--- START ---
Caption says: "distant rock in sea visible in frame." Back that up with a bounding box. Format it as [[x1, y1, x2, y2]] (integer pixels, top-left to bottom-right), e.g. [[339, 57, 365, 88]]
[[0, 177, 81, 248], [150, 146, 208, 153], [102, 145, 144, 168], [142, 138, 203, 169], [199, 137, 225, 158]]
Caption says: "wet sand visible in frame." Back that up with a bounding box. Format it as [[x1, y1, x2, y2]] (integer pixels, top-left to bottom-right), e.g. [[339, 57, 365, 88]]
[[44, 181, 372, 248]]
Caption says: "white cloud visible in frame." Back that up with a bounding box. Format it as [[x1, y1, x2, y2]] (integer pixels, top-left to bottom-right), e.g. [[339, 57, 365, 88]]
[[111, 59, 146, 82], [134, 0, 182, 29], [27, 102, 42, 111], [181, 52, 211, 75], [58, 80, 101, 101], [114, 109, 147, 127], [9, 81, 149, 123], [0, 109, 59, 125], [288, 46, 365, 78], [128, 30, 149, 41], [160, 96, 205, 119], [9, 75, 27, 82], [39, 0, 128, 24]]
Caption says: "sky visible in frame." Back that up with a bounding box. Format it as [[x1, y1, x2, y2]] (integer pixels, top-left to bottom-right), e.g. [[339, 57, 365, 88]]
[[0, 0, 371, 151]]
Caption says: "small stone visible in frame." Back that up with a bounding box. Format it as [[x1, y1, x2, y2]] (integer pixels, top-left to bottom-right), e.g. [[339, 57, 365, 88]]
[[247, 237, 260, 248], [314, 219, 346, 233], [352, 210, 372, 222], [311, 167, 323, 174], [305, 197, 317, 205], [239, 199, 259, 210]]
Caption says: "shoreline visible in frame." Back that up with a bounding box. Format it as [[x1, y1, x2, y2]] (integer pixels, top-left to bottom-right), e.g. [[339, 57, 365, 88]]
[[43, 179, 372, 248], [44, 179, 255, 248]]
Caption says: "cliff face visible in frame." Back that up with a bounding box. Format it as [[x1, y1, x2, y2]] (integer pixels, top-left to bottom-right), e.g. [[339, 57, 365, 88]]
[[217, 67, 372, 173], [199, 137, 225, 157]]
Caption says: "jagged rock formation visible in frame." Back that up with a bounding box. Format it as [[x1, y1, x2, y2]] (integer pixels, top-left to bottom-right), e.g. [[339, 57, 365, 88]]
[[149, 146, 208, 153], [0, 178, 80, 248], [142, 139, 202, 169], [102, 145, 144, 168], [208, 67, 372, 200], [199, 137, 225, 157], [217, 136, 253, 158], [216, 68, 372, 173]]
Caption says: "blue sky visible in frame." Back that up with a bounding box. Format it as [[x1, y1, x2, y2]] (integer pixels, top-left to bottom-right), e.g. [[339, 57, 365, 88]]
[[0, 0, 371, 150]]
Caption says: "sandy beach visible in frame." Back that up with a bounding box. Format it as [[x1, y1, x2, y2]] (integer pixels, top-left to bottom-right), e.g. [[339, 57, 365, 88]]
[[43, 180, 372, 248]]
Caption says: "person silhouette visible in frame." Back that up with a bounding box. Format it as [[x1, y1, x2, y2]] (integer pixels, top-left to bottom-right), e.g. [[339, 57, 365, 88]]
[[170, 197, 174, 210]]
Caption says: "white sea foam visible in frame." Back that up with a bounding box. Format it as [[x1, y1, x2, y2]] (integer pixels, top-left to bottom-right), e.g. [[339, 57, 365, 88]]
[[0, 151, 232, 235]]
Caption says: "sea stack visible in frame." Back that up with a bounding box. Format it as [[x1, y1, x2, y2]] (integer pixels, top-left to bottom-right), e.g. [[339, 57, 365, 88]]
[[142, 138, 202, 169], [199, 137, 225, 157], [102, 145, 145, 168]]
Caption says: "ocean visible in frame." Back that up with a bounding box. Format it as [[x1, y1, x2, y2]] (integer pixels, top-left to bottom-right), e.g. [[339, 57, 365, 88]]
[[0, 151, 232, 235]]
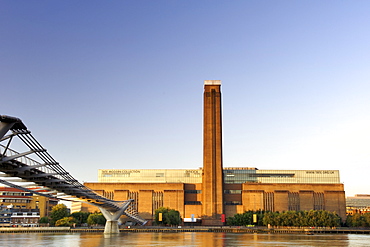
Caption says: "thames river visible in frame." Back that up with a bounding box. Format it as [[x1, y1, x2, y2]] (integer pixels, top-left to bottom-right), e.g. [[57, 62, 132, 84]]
[[1, 232, 370, 247]]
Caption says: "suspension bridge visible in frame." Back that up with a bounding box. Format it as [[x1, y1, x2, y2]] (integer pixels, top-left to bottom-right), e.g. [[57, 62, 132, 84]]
[[0, 115, 146, 233]]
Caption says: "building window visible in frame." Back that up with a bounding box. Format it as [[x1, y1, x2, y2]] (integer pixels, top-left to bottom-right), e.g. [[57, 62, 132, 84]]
[[288, 192, 300, 211], [184, 201, 202, 205], [264, 192, 274, 211], [103, 191, 114, 200], [185, 190, 202, 194], [156, 173, 164, 177], [128, 191, 139, 210], [314, 192, 324, 210], [224, 190, 242, 194], [224, 201, 242, 205], [152, 191, 163, 214], [223, 169, 259, 184], [250, 173, 295, 178]]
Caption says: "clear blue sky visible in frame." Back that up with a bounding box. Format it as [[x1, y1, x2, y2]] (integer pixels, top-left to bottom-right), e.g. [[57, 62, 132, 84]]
[[1, 1, 370, 196]]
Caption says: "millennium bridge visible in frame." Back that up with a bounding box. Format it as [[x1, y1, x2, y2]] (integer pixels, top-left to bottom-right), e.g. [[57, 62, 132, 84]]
[[0, 115, 146, 233]]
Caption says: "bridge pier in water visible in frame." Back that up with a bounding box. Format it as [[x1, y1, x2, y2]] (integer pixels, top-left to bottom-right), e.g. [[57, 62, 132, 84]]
[[99, 201, 131, 234], [104, 220, 120, 234]]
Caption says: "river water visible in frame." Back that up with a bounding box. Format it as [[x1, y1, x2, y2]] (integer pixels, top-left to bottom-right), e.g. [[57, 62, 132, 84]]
[[1, 232, 369, 247]]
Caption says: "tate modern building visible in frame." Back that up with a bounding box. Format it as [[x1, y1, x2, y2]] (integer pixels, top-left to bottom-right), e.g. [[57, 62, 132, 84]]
[[84, 81, 346, 225]]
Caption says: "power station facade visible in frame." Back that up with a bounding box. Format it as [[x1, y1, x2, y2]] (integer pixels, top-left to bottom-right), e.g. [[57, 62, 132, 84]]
[[83, 80, 346, 224]]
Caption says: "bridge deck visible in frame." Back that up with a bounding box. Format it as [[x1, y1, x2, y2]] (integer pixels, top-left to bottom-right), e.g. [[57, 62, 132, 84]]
[[0, 115, 146, 225]]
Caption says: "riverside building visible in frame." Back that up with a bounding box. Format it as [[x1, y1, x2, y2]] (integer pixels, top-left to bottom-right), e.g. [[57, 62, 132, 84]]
[[346, 194, 370, 215], [84, 81, 346, 225], [0, 187, 58, 219]]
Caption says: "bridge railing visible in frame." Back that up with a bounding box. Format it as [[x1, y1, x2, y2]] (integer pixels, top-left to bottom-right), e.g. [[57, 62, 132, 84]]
[[0, 143, 79, 184], [0, 144, 37, 167]]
--- END ---
* _Task details_
Restate all entries exactly; pictures stay out.

* _Solution to this task_
Caption says: "distant rock in sea visible in frame." Back that up with a bounding box. Format it as [[x1, y1, x2, y2]] (integer pixels, top-left to bottom-right), e.g. [[339, 57, 365, 88]]
[[0, 177, 81, 248], [150, 146, 208, 153], [102, 145, 144, 168], [142, 138, 203, 169], [199, 137, 225, 158]]
Caption says: "wet sand visible in frame." Back that up with a bounding box. Format it as [[x1, y1, x2, y2]] (integer pixels, top-left to bottom-right), e.g. [[339, 57, 365, 88]]
[[44, 181, 372, 248]]
Caption says: "white cloud visible in frame." Back that up with a bounding box. Format it as [[x1, y1, x2, y2]] (integer pixels, top-left to bottom-right), e.g. [[339, 57, 365, 88]]
[[111, 59, 146, 82], [134, 0, 182, 29], [27, 102, 42, 111], [181, 52, 211, 75], [58, 80, 101, 101], [114, 109, 147, 127], [9, 81, 149, 123], [0, 109, 59, 125], [288, 46, 365, 78], [128, 30, 149, 41], [160, 96, 205, 119], [9, 75, 27, 82], [39, 0, 128, 24]]
Caption says: "sky visible in frame." Back that up with a bounding box. Format it as [[x1, y1, x2, y2]] (integer pixels, top-left to bottom-right), e.g. [[339, 57, 365, 88]]
[[0, 0, 371, 151]]
Caption says: "small stone visible in frame." Back that up with a bounding box. Format it as [[x1, y1, x2, y2]] (integer pixels, top-left to bottom-right), e.g. [[339, 57, 365, 88]]
[[247, 237, 260, 248], [314, 219, 346, 233], [352, 210, 372, 222], [311, 167, 323, 174], [305, 197, 317, 205], [239, 199, 259, 210]]
Caption says: "shoreline visible in frame." Back that up with a bounding box. Format it as [[x1, y1, x2, y2]] (integer pixels, top-left to bottom-right), e.g. [[339, 57, 365, 88]]
[[43, 179, 372, 248], [44, 179, 255, 248]]
Caption says: "cliff face visible in frame." Back that up with a bounding box. Format it as [[x1, y1, x2, y2]] (integer pixels, top-left to bottom-right), e.g. [[339, 57, 365, 88]]
[[217, 67, 372, 173], [199, 137, 225, 157]]
Caption says: "jagged rock formation visible in frame." Back that up with a bounding box. Format it as [[x1, y1, x2, y2]] (integer pixels, top-left to bottom-right), e.g. [[339, 57, 365, 88]]
[[149, 146, 208, 153], [0, 178, 80, 248], [142, 139, 202, 169], [102, 145, 144, 168], [208, 67, 372, 200], [199, 137, 225, 157], [217, 136, 253, 158], [216, 68, 372, 173]]
Caption says: "blue sky visible in frame." Back that up with a bounding box. Format it as [[x1, y1, x2, y2]] (integer pixels, top-left to bottom-right), e.g. [[339, 57, 365, 88]]
[[0, 0, 371, 150]]
Caption says: "sandy beach visible in frame." Back that up with a bounding box. Format it as [[x1, y1, x2, y2]] (integer pixels, top-left to bottom-right), e.g. [[339, 57, 365, 88]]
[[43, 180, 372, 248]]
Caption says: "person silhouette visible in frame." Back that up with a bounding box. Format it as [[x1, y1, x2, y2]] (integer pixels, top-left to bottom-right), e.g. [[339, 57, 365, 88]]
[[170, 197, 174, 210]]
Caption says: "white sea foam visible in frame." Back that up with a bounding box. Format it as [[x1, y1, x2, y2]] (integer pixels, top-left to bottom-right), e.g. [[339, 57, 365, 88]]
[[0, 151, 232, 235]]
Caption says: "sea stack visible in frame." Back that up with a bounding box. Format it as [[x1, y1, x2, y2]] (integer pixels, top-left to bottom-right), e.g. [[339, 57, 365, 88]]
[[142, 138, 202, 169], [199, 137, 225, 157], [102, 145, 145, 168]]
Caption says: "ocean visible in frame." Back that up with a bounding box. Format it as [[x1, y1, x2, y2]] (integer pixels, top-left to bottom-right), e.g. [[339, 57, 365, 88]]
[[0, 151, 232, 235]]
Caption says: "thames river visible in frame." Back that up with a bounding box. Format it as [[x1, y1, x2, y2]] (integer pixels, top-left to bottom-right), e.g. [[57, 62, 132, 84]]
[[1, 232, 370, 247]]
Caption says: "suspension bridge visible in frame." Back that up with a bounding box. Format it as [[x1, y1, x2, y2]] (integer pixels, top-left to bottom-right), e.g. [[57, 62, 132, 84]]
[[0, 115, 146, 233]]
Caption says: "building window visible in frame." Back that up with a bounding box. Format it as [[x1, y1, x2, y2]] (integer pixels, top-left to bottom-right), e.g. [[57, 62, 132, 84]]
[[288, 192, 300, 211], [184, 201, 202, 205], [264, 192, 274, 211], [103, 191, 114, 200], [185, 190, 202, 194], [156, 173, 164, 177], [128, 191, 139, 210], [314, 192, 324, 210], [224, 190, 242, 194], [224, 201, 242, 205], [152, 191, 163, 214], [223, 169, 259, 184], [250, 173, 295, 178]]
Caption says: "clear blue sky visible in frame." Back that up with a bounding box. Format it as [[x1, y1, x2, y2]] (integer pixels, top-left to bottom-right), e.g. [[57, 62, 132, 84]]
[[1, 1, 370, 196]]
Caption says: "millennium bridge visible in frame." Back that up with a bounding box. Format it as [[x1, y1, x2, y2]] (integer pixels, top-left to bottom-right), e.g. [[57, 62, 132, 84]]
[[0, 115, 146, 233]]
Caption says: "bridge pier in water visible in frame." Back that up with a bounding box. Format it as [[x1, y1, x2, y2]] (integer pixels, top-left to bottom-right), e.g. [[57, 62, 132, 84]]
[[99, 201, 131, 234], [104, 220, 120, 234]]
Caption says: "river water visible in frame." Back that up with a bounding box. Format it as [[x1, y1, x2, y2]] (integer pixels, top-left to bottom-right), e.g. [[57, 62, 132, 84]]
[[1, 232, 369, 247]]
Caption says: "tate modern building visible in frame." Back that up with a bounding box. Format it as [[x1, y1, x2, y2]] (integer pixels, top-left to bottom-right), e.g. [[57, 62, 132, 84]]
[[84, 81, 346, 225]]
Caption says: "power station facade visible in frame." Back that up with a bounding box. Format it as [[x1, y1, x2, y2]] (integer pixels, top-left to bottom-right), e.g. [[57, 62, 132, 84]]
[[83, 80, 346, 224]]
Caption says: "bridge deck visible in frame." Back that up with a bounding box. Format it as [[x1, y1, x2, y2]] (integer pixels, top-left to bottom-right), e.g. [[57, 62, 132, 84]]
[[0, 115, 146, 225]]
Caption says: "riverside building visible in frame." Back that up with a bounding box. Format it as [[x1, y1, x2, y2]] (integer pixels, top-left to bottom-right), e.g. [[57, 62, 132, 84]]
[[346, 194, 370, 215], [84, 81, 346, 225], [0, 187, 58, 219]]
Caption says: "bridge railing visible in frame." Back that up with a bounding box. Format it as [[x1, y1, x2, y2]] (integer pixels, top-left to bottom-right), e.g. [[57, 62, 132, 84]]
[[0, 143, 79, 184], [0, 144, 37, 167]]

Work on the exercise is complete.